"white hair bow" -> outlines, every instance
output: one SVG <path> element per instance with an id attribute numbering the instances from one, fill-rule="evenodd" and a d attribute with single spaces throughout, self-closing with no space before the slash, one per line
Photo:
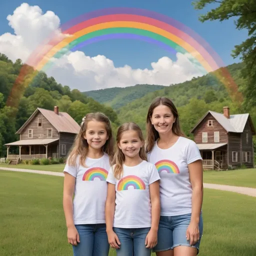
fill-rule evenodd
<path id="1" fill-rule="evenodd" d="M 86 120 L 86 116 L 84 116 L 84 118 L 82 118 L 82 122 L 81 122 L 81 126 L 82 126 L 82 124 L 84 124 L 84 121 Z"/>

----------

TASK:
Could you convert the listing above into a two-column CSV with the headers instruction and response, one row per text-and-answer pair? Put each value in a single quoted field with line breaks turned into spaces, and leave the pictures out.

REPLY:
instruction,response
"""white hair bow"" -> outlines, every instance output: one SVG <path> element per instance with an id attribute numbering the instances from one, fill-rule=""evenodd"" and a d attribute with single spaces throughout, self-closing with no space before the slash, one per line Photo: fill-rule evenodd","<path id=""1"" fill-rule=""evenodd"" d=""M 86 120 L 86 116 L 84 116 L 84 118 L 82 118 L 82 122 L 81 122 L 81 126 L 82 126 L 82 124 L 84 124 L 84 121 Z""/>"